--- START ---

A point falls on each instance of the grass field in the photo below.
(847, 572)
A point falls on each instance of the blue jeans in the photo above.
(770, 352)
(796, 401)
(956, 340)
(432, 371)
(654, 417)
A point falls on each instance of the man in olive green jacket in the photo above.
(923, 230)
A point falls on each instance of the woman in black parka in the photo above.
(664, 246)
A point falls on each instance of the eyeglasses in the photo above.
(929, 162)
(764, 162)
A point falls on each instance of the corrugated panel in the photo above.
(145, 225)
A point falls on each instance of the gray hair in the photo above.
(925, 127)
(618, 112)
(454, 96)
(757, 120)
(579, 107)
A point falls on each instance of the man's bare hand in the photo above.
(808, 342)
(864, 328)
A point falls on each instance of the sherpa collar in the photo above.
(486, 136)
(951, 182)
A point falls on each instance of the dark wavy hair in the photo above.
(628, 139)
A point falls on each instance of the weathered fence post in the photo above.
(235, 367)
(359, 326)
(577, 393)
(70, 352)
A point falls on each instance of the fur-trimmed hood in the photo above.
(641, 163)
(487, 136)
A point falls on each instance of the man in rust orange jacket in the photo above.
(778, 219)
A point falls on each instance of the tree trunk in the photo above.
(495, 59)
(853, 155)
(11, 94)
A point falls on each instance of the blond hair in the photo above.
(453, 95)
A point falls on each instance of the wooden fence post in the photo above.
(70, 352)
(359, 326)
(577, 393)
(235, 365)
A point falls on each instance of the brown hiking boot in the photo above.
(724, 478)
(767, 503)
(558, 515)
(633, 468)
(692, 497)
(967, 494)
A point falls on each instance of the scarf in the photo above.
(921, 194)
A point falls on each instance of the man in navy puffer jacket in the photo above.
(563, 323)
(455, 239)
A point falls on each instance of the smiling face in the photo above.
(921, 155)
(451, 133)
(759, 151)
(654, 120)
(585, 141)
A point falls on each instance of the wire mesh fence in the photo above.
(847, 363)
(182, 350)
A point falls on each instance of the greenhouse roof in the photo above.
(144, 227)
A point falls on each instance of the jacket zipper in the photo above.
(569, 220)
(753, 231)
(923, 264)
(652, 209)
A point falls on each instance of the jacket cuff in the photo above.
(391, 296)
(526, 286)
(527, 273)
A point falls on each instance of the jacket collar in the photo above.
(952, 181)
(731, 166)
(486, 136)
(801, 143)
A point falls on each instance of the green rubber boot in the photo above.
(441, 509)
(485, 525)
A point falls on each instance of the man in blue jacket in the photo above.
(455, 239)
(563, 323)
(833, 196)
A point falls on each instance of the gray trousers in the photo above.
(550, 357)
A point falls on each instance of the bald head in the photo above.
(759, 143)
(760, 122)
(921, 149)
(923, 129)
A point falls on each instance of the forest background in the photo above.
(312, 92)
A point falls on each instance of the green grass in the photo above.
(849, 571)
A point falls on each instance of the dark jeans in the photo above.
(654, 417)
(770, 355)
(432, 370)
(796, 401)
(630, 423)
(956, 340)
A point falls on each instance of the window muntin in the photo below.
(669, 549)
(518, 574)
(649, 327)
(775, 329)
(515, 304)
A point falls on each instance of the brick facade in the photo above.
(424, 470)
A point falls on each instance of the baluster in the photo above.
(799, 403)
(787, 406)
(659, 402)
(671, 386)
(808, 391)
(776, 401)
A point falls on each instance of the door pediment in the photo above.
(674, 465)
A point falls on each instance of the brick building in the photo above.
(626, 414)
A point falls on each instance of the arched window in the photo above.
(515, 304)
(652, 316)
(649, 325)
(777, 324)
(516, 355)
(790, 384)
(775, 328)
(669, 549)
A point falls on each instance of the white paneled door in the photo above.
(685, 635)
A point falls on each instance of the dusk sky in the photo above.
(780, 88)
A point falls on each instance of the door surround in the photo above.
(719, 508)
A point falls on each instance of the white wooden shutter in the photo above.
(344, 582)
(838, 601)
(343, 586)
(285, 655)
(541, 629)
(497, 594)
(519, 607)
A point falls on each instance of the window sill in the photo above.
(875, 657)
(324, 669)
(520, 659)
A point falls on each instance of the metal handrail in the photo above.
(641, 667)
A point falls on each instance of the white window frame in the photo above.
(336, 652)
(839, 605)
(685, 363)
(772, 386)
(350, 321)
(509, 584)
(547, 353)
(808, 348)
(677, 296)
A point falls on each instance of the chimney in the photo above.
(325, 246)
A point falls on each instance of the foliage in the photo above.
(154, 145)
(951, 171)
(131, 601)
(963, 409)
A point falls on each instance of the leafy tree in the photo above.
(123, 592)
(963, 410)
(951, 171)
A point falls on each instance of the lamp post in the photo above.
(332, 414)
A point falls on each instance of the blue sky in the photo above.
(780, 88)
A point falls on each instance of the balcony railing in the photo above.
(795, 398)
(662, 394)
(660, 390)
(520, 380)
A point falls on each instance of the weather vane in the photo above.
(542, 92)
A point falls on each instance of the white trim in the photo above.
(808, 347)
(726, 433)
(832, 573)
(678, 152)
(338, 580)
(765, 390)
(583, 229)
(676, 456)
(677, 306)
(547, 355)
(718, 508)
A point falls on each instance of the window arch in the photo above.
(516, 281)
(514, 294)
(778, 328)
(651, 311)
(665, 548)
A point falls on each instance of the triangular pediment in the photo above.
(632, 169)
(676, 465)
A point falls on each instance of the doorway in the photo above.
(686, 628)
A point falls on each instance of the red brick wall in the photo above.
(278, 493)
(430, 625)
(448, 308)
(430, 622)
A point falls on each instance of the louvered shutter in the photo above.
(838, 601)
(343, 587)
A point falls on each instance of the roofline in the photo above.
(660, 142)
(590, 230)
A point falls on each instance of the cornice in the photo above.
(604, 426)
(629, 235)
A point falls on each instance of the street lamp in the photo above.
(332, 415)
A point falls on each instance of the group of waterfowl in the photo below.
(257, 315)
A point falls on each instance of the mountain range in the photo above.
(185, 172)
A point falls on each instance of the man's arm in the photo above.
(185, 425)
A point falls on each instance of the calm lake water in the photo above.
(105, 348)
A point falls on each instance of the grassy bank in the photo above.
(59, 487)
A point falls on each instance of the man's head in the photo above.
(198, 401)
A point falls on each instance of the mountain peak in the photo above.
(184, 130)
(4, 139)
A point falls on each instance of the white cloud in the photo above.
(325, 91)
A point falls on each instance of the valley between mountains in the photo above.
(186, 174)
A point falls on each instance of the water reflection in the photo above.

--- END ---

# PROBLEM DETAILS:
Could you transcribe the whole listing above without any edits?

# PROBLEM SOLUTION:
A point falls on each instance of the grass field in the photo below.
(847, 572)
A point falls on each instance of the blue jeans in the photo above.
(770, 352)
(796, 401)
(956, 340)
(432, 371)
(654, 417)
A point falls on each instance of the man in olive green jacket in the photo above.
(923, 230)
A point falls on each instance of the woman in black parka in the photo above.
(664, 246)
A point falls on each instance of the eyeglasses in the photo above.
(929, 162)
(764, 162)
A point falls on each instance of the corrugated panel in the photo above.
(145, 225)
A point falls on each instance of the gray hair in the photo above.
(925, 127)
(618, 112)
(454, 96)
(757, 120)
(579, 107)
A point falls on each instance of the man's bare hand in the photo above.
(808, 342)
(864, 328)
A point falls on each instance of the sherpa collar in the photo above.
(486, 136)
(951, 182)
A point falls on each instance of the dark wavy hair in the photo above.
(628, 139)
A point falls on each instance of the weathered fence post in the photo above.
(235, 367)
(359, 326)
(577, 393)
(70, 352)
A point falls on each instance of the fur-trimmed hood in the photo above.
(641, 163)
(487, 136)
A point falls on each instance of the man in rust orange jacket in the photo above.
(778, 219)
A point falls on each instance of the tree trunk in the photo above.
(495, 59)
(853, 155)
(11, 94)
A point falls on each instance of the blond hair in the photo above.
(453, 95)
A point falls on each instance of the wooden fence post in the photo above.
(70, 352)
(359, 326)
(577, 393)
(235, 365)
A point falls on each instance of the brown hiking boot in the photo above.
(724, 478)
(767, 503)
(558, 515)
(633, 468)
(692, 497)
(967, 494)
A point falls on each instance of the scarf in the photo above.
(921, 194)
A point falls on each instance of the man in navy puffer jacket in the photo above.
(563, 323)
(455, 239)
A point falls on each instance of the smiling face in the photo above.
(921, 155)
(451, 133)
(759, 151)
(654, 120)
(585, 141)
A point falls on each instance of the wire mesh fence in the photo above.
(847, 363)
(182, 350)
A point falls on each instance of the greenhouse roof in the photo above.
(144, 227)
A point falls on each instance of the jacket zipper in the photo above.
(569, 220)
(753, 231)
(923, 264)
(652, 209)
A point falls on each instance of the jacket cuff in the photo above.
(391, 296)
(526, 286)
(527, 273)
A point falls on each instance of the jacket collar in the photo above.
(952, 181)
(731, 166)
(486, 136)
(801, 143)
A point falls on each instance of the green rubber boot in the photo above.
(441, 509)
(485, 525)
A point falls on each instance of the man in blue jacket in the photo above.
(455, 239)
(563, 323)
(833, 196)
A point falls on each instance of the gray trousers in the photo above.
(550, 357)
A point falls on each instance of the bald head in the photo above.
(759, 143)
(760, 122)
(921, 149)
(923, 129)
A point falls on each instance of the forest background in the photo above.
(312, 92)
A point falls on each instance of the green grass in the photo above.
(849, 571)
A point falls on each instance of the dark jeans in the photo above.
(654, 417)
(770, 355)
(432, 370)
(796, 401)
(630, 423)
(956, 340)
A point falls on each instance of the window muntin in the photo below.
(669, 549)
(518, 574)
(649, 327)
(775, 329)
(515, 304)
A point falls on each instance of the brick facade in the photo above.
(424, 470)
A point falls on each instance of the baluster in the photo above.
(799, 403)
(787, 406)
(659, 402)
(671, 386)
(808, 391)
(776, 401)
A point falls on each instance of the door pediment in the photo above.
(674, 465)
A point falls on each instance of the brick building in the photo above.
(626, 414)
A point falls on each instance of the arched window in the photo above.
(515, 304)
(652, 316)
(649, 325)
(777, 324)
(516, 355)
(790, 384)
(775, 328)
(669, 549)
A point falls on each instance of the white paneled door in the photo above.
(685, 635)
A point falls on each instance of the dusk sky in the photo above.
(780, 88)
A point falls on each instance of the door surround in the photo above.
(719, 508)
A point falls on each instance of the white wooden shutter in the photo above.
(344, 582)
(838, 601)
(343, 586)
(285, 655)
(541, 629)
(497, 594)
(519, 607)
A point falls on each instance of the window sill in the photo above.
(875, 657)
(324, 669)
(520, 659)
A point falls on each instance of the metal handrail in the photo above.
(641, 667)
A point falls on each instance of the white window frame in the photo above.
(336, 652)
(839, 605)
(685, 363)
(772, 386)
(350, 321)
(509, 584)
(547, 353)
(808, 348)
(677, 296)
A point falls on each instance of the chimney in the photo above.
(325, 246)
A point falls on each instance of the foliage in the photo above.
(154, 145)
(951, 171)
(131, 601)
(963, 409)
A point falls on each instance of the leafy tree in the photo above.
(123, 592)
(963, 410)
(951, 171)
A point falls on each instance of the lamp post in the photo above.
(332, 414)
A point falls on each instance of the blue sky in the photo above.
(780, 88)
A point falls on each instance of the balcony railing in the photo above.
(795, 398)
(662, 394)
(660, 390)
(520, 380)
A point falls on each instance of the weather vane in the photo above.
(542, 92)
A point falls on each instance of the white trim in the photo above.
(808, 347)
(726, 433)
(832, 573)
(678, 152)
(338, 580)
(765, 390)
(583, 229)
(676, 456)
(677, 306)
(547, 355)
(718, 508)
A point falls on each instance of the window arch in the photo above.
(516, 281)
(514, 294)
(778, 328)
(651, 311)
(665, 548)
A point falls on each instance of the triangular pediment in the photo above.
(632, 169)
(676, 465)
A point falls on each instance of the doorway in the photo above.
(686, 628)
A point falls on each instance of the red brick wall in the photo above.
(278, 493)
(430, 625)
(448, 308)
(430, 622)
A point falls on each instance of the louvered shutter in the photo above.
(838, 601)
(343, 587)
A point falls on each instance of the roofline in the photo above.
(660, 142)
(590, 230)
A point falls on each instance of the cornice in the photo above.
(604, 426)
(629, 235)
A point falls on each instance of the street lamp in the photo above.
(332, 415)
A point falls on each instance of the group of waterfowl in the photo below.
(257, 315)
A point falls on each instance of the mountain range in the photo above.
(185, 172)
A point falls on each instance of the man's arm in the photo above.
(185, 425)
A point falls on each instance of the calm lake water in the photo above.
(105, 348)
A point falls on each instance of the grassy bank in the photo above.
(59, 487)
A point falls on each instance of the man's head in the photo above.
(198, 401)
A point falls on each instance of the mountain peak in the photo above.
(184, 130)
(4, 139)
A point falls on each instance of the white cloud in the photo above.
(325, 91)
A point falls on each instance of the valley between mountains in the photo above.
(186, 174)
A point falls on each instance of the water reflection in the photo above.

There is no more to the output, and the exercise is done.